### [AIM OF THE TASK]
Extract from the forum thread about a puppy biting feet and legs the passage that begins at the words "Sounds like a" and stops after "puppies to get it.".

* begin TEXT SECTION *

# Puppy won't stop biting feet/legs?



## northghosts (Sep 13, 2017)

I have a 10 week old puppy and I'm having a lot of trouble with his biting. I'm aware puppies teeth and nip but I think it's getting a bit out of hand here?

He will bite me (mostly me, sometimes other people) even when I'm simply petting him. When I'm laying down, he will bite the back of my head, my ears, my nose, etc. Which is painful.

The serious biting problem I'm having however is that he will constantly bite my feet and my legs. He will bark and growl (doesn't usually do this when biting me anywhere else) and jump at me. I have tried yelping, he ignores it. I've tried ignoring him so he doesn't get attention from it, but that's a bit hard when there's sharp little teeth digging in you. I've tried putting him in a time out place, giving him toys. Nothing seems to be working.

If anyone has any advice as to how to stop this, let me know.


----------



## Lillith (Feb 16, 2016)

Sounds like a normal puppy.

Often, yelping and squealing can get the puppy more excited. They know we're not dogs, so the yelps that their littermates let out to communicate their hurt are not the same as a person yelping. They often seem to think the high-pitched noise a human makes is an invitation for rougher play!

First, if puppy starts biting you, redirect to a toy. If he keeps biting, get up and walk away at once. Close a door, step over a baby gate, withdraw attention for a few minutes before trying again. This takes a ton of time. Expect him to be mouthy until 4-6 months of age, perhaps longer. It will get better, the bites will get lighter. It just takes a super long time for those dumb little puppies to get it.


----------



## apmmoc (Sep 25, 2017)

I remember being so frustrated with this same thing when we got our puppy at 8 weeks old, and he is now 6 months. My husband asked me the other night, "remember when he used to bite our ankles all of the time when we would walk him?" Thankfully he did out grow this - I don't know if it was anything that we necessarily did. He still nips and bites other body parts once in a while, but it has definitely gotten better. Just wait it out!


----------



## SaintDame (Sep 24, 2017)

* end TEXT SECTION *
* begin SUPPLIED DATA *

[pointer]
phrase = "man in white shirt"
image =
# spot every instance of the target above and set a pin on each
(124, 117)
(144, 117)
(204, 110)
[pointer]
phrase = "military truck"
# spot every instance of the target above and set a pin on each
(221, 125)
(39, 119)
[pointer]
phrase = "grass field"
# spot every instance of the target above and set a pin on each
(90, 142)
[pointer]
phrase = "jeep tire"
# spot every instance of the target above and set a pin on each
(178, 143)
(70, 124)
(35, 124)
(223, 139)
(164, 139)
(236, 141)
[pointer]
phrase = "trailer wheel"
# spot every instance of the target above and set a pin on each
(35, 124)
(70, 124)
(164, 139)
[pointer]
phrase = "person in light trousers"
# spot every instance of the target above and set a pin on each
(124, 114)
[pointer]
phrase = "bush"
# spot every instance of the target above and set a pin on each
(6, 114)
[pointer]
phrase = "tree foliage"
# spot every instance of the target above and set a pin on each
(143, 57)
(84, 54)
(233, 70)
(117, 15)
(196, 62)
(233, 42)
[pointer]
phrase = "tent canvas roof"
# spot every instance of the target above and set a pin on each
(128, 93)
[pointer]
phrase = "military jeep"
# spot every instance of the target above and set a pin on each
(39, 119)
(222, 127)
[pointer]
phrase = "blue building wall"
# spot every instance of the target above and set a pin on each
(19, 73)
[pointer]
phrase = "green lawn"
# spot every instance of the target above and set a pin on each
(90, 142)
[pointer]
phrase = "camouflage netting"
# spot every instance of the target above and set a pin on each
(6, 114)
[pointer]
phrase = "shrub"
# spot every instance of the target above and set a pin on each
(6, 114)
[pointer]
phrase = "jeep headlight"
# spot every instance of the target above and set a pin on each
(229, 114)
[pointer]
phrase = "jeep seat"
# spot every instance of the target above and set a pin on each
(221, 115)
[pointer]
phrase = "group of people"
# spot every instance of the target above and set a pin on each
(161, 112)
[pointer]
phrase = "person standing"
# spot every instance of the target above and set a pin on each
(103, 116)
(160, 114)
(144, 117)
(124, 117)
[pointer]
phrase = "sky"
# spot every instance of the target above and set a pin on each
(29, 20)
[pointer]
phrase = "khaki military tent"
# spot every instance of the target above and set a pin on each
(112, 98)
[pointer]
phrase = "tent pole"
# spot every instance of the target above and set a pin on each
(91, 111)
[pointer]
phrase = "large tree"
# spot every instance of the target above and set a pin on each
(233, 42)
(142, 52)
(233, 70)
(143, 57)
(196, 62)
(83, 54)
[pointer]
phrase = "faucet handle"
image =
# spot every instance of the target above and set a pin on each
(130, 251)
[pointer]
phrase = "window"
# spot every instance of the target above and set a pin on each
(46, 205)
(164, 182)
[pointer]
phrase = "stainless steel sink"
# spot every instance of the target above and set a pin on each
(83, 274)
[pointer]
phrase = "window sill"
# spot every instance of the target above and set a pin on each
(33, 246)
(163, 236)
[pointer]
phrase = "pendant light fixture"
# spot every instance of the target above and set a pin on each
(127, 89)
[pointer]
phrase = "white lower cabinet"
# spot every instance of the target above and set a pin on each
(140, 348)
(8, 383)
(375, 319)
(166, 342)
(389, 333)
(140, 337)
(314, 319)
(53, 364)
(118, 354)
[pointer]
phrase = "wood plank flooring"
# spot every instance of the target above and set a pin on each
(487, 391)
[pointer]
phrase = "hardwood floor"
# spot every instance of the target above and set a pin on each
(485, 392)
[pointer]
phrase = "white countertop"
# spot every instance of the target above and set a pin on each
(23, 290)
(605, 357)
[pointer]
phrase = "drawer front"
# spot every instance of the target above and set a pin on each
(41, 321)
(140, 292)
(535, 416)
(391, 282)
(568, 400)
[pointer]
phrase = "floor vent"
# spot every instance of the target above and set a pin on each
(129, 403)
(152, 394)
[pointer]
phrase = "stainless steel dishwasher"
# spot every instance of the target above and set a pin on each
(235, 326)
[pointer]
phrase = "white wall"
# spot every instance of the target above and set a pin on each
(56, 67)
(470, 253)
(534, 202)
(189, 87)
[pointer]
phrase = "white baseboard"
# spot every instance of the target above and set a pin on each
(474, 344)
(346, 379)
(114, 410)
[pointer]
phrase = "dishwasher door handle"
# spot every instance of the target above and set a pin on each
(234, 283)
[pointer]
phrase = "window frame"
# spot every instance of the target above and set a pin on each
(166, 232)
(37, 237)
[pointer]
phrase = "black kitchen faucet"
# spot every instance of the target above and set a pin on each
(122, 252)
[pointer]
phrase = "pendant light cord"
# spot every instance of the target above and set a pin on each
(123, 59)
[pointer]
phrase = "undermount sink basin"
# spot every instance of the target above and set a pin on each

* end SUPPLIED DATA *

### [REPLY TO THE TASK]
Sounds like a normal puppy.

Often, yelping and squealing can get the puppy more excited. They know we're not dogs, so the yelps that their littermates let out to communicate their hurt are not the same as a person yelping. They often seem to think the high-pitched noise a human makes is an invitation for rougher play!

First, if puppy starts biting you, redirect to a toy. If he keeps biting, get up and walk away at once. Close a door, step over a baby gate, withdraw attention for a few minutes before trying again. This takes a ton of time. Expect him to be mouthy until 4-6 months of age, perhaps longer. It will get better, the bites will get lighter. It just takes a super long time for those dumb little puppies to get it.